_What the exercise asks_
Count the lines in the material below that contain the string "screen" and report only that number.

+===+

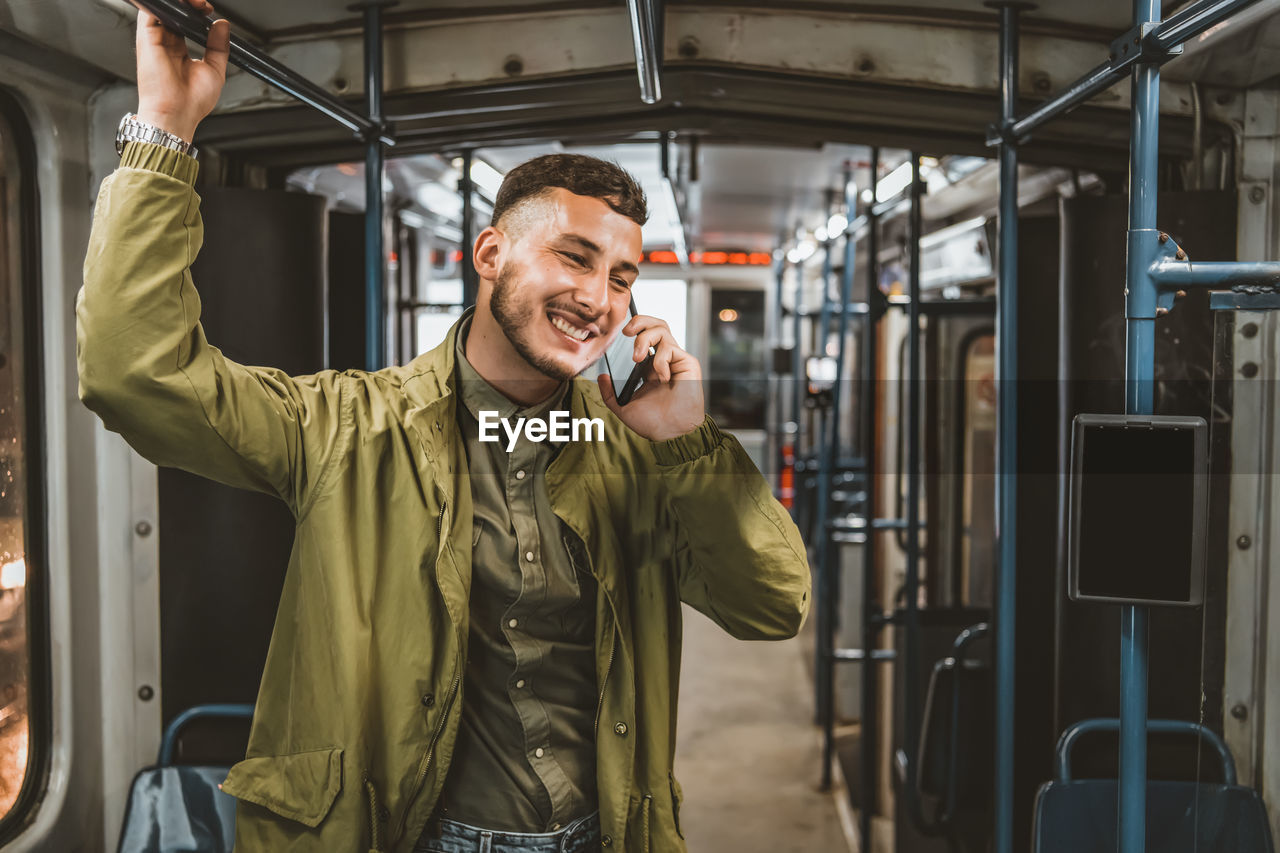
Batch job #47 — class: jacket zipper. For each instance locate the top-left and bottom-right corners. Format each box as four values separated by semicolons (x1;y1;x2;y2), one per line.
392;501;462;840
595;622;618;734
392;662;462;840
561;527;618;734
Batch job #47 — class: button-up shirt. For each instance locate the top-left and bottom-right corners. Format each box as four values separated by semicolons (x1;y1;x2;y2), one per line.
442;318;596;833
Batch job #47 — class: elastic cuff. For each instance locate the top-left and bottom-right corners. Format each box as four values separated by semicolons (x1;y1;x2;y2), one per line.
120;142;200;186
653;415;724;465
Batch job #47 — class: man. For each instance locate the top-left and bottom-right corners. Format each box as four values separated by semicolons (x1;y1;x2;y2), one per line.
77;0;809;853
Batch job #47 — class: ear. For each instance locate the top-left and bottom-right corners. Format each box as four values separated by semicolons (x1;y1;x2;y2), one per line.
471;225;507;282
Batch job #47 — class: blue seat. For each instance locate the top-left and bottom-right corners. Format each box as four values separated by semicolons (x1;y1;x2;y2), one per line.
1033;720;1274;853
119;704;253;853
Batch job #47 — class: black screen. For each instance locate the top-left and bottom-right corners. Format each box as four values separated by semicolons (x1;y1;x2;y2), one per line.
1076;425;1197;602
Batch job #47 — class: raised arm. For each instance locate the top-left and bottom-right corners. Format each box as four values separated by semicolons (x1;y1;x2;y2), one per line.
76;0;343;512
654;418;810;639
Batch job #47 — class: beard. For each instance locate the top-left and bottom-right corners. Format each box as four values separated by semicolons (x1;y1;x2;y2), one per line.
489;261;577;382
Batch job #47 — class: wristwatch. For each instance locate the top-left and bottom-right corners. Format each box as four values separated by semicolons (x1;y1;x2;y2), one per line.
115;113;196;156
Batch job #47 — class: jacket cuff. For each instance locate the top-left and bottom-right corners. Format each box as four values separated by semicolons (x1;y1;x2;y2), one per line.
120;142;200;186
653;415;724;465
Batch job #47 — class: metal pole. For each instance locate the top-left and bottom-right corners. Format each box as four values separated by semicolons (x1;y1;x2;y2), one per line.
902;151;922;811
1119;0;1160;853
129;0;394;145
361;3;387;370
791;247;804;458
822;168;872;790
458;150;480;309
993;5;1020;853
850;147;881;853
988;0;1258;145
814;190;836;732
627;0;662;104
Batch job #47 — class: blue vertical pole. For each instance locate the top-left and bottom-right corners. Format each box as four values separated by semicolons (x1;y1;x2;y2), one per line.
364;3;387;370
791;251;804;438
993;4;1019;853
822;168;855;790
901;151;923;816
458;149;480;309
849;147;881;850
814;191;836;727
1119;0;1160;853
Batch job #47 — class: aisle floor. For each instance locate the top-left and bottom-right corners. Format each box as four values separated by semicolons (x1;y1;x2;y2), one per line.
676;607;850;853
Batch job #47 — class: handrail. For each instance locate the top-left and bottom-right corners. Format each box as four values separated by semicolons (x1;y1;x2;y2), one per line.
938;622;991;826
992;3;1023;853
1055;717;1236;785
987;0;1258;145
627;0;662;104
129;0;396;145
156;703;253;767
849;146;884;850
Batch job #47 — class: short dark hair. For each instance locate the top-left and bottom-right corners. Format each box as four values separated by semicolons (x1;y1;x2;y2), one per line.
493;154;649;225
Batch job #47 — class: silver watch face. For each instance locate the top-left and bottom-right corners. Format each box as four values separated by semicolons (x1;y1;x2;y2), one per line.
115;113;196;156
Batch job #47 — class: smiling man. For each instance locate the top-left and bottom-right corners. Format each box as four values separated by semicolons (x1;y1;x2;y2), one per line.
77;0;809;853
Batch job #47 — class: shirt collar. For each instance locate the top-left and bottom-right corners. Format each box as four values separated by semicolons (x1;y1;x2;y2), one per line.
454;315;570;420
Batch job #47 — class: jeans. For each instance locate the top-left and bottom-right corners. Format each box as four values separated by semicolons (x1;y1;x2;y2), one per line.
413;812;600;853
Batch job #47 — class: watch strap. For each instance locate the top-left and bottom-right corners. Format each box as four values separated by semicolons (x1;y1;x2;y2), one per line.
115;113;196;158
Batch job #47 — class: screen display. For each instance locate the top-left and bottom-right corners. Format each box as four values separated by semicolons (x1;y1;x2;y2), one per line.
1074;424;1204;603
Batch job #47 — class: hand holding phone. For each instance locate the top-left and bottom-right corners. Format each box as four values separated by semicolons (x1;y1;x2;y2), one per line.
604;297;658;406
598;300;707;441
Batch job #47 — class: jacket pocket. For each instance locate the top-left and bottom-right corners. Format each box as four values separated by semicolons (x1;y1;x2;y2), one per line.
223;747;342;829
667;774;685;839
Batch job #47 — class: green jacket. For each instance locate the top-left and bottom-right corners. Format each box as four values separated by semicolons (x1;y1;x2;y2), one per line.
77;143;809;853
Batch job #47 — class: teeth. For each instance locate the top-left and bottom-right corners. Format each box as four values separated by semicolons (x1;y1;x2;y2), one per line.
550;315;591;341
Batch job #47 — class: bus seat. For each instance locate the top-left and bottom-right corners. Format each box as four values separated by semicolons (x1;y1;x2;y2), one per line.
1032;719;1275;853
119;704;253;853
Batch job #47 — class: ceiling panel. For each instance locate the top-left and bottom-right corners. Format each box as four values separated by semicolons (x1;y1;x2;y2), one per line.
202;0;1181;39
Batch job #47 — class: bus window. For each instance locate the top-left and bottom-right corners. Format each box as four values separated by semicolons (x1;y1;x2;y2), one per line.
704;288;769;429
960;334;996;607
0;101;37;825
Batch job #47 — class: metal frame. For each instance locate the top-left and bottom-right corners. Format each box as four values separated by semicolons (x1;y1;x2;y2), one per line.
129;0;663;371
988;0;1280;853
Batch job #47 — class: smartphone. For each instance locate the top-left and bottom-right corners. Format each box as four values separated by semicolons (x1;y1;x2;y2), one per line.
600;297;657;406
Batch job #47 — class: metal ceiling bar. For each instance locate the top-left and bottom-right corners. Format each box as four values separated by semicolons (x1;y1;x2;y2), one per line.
355;0;393;370
849;146;884;850
627;0;662;104
1143;0;1257;51
987;0;1258;145
993;3;1025;853
129;0;396;145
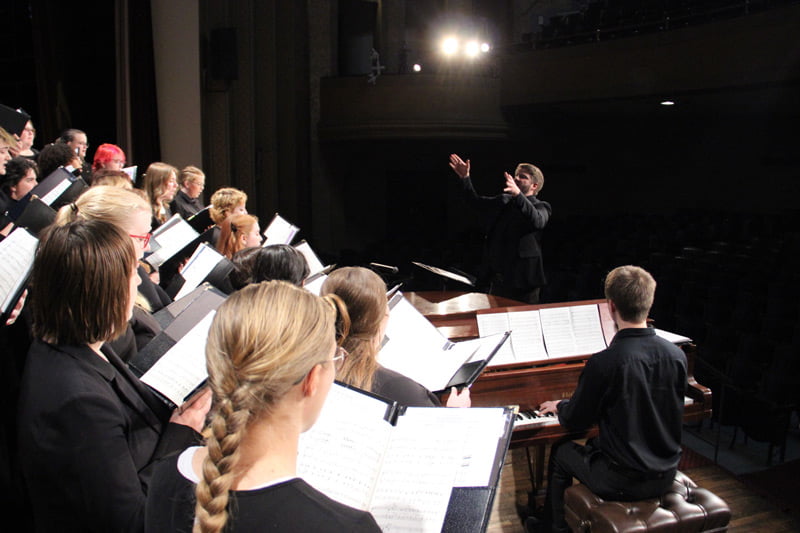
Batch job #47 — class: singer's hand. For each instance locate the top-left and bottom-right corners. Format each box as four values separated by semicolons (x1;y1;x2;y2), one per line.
450;154;469;179
503;172;521;196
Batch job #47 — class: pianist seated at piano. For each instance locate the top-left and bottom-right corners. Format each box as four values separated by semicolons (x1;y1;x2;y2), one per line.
525;265;687;531
320;267;471;407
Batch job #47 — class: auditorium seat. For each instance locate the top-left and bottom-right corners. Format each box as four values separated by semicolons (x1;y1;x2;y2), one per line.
564;472;731;533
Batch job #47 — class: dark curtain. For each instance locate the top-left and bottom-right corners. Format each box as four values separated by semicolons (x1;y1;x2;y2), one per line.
127;0;161;167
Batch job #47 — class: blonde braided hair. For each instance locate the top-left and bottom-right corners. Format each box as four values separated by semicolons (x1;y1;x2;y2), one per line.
194;281;344;533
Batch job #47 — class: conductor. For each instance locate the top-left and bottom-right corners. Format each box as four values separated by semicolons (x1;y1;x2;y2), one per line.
450;154;552;304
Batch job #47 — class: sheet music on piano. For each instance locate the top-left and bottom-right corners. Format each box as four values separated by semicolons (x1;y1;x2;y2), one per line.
476;304;613;366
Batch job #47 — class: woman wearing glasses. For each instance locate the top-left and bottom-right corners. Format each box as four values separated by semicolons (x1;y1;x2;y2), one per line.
145;281;380;532
55;185;172;361
321;267;471;407
18;220;211;532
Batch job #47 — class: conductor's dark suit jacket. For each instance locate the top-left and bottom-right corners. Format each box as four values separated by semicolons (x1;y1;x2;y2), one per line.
461;177;552;289
18;341;199;532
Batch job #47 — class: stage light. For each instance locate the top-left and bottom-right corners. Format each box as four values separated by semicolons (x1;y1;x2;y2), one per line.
442;37;459;56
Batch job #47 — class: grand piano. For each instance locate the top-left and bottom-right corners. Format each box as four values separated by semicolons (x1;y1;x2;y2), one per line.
405;291;711;450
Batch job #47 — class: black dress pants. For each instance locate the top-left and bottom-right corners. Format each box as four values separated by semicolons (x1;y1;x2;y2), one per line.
544;441;675;531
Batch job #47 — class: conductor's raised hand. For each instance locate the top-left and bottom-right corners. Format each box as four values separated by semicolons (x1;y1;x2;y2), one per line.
503;172;520;196
450;154;469;179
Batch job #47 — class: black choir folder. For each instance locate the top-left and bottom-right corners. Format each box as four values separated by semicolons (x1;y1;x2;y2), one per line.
128;283;227;408
297;383;513;533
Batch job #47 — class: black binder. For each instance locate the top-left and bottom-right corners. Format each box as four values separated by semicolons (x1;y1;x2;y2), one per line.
128;283;227;408
186;206;214;233
8;167;89;221
8;196;56;235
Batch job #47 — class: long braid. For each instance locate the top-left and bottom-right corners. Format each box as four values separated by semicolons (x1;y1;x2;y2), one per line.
193;281;340;533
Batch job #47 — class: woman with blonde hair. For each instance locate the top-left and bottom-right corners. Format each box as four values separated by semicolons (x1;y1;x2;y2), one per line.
145;281;380;532
18;219;211;531
54;185;172;360
142;161;178;228
320;267;471;407
170;165;206;218
209;187;247;226
217;215;261;259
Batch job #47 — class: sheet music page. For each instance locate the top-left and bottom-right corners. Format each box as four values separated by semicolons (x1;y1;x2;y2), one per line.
569;304;607;354
378;296;452;390
440;407;506;487
508;309;547;363
142;311;216;405
297;384;393;511
145;214;200;266
539;307;579;357
475;312;517;368
303;274;328;296
174;242;224;300
263;213;300;246
411;261;474;286
539;304;606;358
122;165;139;183
597;302;617;346
41;175;72;205
653;328;692;344
0;228;39;313
369;407;469;533
295;241;325;276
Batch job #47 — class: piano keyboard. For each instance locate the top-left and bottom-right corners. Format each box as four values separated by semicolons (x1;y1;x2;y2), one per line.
514;396;694;428
514;409;558;428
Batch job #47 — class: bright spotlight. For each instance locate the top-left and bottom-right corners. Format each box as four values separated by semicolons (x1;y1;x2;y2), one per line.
464;41;481;57
442;37;458;56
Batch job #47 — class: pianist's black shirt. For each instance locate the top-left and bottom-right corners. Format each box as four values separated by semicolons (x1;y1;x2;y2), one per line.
558;328;686;472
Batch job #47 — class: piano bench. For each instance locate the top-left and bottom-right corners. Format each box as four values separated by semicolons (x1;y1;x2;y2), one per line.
564;472;731;533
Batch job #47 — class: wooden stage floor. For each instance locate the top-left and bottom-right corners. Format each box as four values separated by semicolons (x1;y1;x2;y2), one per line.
487;449;800;533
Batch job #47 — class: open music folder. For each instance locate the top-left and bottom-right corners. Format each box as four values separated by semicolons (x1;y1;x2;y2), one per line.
128;283;227;408
0;228;39;318
297;383;513;533
144;213;200;268
165;242;234;300
263;213;300;246
378;291;507;392
8;167;89;220
476;302;614;366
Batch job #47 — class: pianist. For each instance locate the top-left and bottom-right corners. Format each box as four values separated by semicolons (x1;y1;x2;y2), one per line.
525;266;687;531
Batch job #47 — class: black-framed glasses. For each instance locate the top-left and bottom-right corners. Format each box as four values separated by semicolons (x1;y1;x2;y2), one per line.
128;233;153;248
292;346;350;385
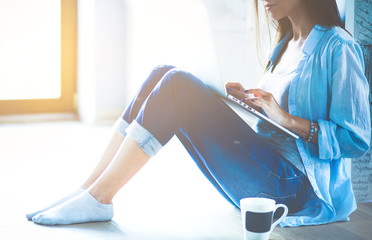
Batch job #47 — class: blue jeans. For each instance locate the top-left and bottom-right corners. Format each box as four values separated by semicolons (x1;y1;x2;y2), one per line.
116;66;311;212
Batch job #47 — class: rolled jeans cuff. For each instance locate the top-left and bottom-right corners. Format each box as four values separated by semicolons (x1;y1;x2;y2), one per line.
113;117;129;137
125;120;163;157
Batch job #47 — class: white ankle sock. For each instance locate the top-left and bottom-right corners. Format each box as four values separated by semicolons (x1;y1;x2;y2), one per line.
26;187;84;221
32;191;114;225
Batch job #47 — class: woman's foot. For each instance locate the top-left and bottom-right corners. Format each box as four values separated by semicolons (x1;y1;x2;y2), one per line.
32;191;114;225
26;187;84;221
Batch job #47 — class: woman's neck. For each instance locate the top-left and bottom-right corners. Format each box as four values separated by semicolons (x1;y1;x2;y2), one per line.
288;4;315;42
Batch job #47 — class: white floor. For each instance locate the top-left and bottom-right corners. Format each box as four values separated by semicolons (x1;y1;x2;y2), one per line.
0;122;258;240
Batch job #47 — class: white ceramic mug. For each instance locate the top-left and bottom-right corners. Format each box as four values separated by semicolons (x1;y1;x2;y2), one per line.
240;198;288;240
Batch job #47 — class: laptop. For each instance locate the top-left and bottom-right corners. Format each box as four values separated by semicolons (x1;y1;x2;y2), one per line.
177;20;299;139
186;53;299;139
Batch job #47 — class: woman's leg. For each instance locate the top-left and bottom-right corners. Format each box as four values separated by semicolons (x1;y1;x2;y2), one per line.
26;65;174;220
82;65;174;189
33;70;308;224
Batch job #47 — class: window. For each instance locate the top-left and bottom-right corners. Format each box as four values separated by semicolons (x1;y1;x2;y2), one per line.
0;0;77;114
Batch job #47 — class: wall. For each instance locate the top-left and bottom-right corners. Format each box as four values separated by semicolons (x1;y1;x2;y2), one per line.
349;0;372;202
77;0;126;123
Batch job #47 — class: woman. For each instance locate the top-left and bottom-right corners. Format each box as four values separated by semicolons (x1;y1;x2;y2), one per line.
27;0;371;226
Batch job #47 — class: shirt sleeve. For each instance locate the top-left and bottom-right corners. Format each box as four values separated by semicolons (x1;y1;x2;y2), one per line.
318;41;371;160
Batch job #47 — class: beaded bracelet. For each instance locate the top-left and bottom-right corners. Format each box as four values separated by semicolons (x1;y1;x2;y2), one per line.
307;122;318;142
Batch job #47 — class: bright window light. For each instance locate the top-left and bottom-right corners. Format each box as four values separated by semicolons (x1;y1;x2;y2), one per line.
0;0;61;100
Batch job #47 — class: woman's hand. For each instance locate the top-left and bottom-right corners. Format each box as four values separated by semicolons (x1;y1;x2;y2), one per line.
225;82;262;109
226;83;319;144
244;89;290;127
225;82;246;99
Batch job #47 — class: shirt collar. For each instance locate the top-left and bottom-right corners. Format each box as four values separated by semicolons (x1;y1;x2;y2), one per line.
270;25;328;66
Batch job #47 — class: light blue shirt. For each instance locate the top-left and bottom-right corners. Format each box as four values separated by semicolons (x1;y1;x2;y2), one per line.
270;25;371;226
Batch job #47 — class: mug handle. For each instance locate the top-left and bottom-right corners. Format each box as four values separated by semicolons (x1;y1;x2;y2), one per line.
271;204;288;230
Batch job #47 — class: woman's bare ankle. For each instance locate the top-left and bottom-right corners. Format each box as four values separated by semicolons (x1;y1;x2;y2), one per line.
89;187;113;204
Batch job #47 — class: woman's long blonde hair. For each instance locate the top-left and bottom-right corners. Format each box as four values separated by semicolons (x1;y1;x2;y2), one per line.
254;0;345;69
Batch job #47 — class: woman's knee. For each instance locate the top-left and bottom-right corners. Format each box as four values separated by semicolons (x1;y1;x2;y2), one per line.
162;68;202;91
152;64;176;75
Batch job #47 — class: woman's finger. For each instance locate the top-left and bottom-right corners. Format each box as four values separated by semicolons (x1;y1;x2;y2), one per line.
244;88;269;96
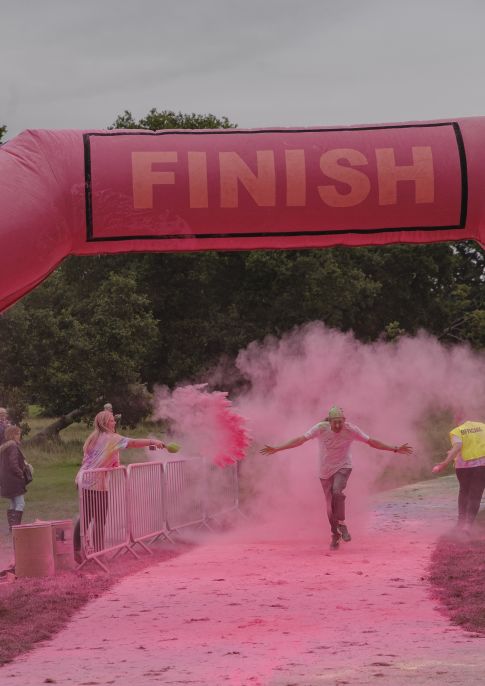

+===+

_Task result_
2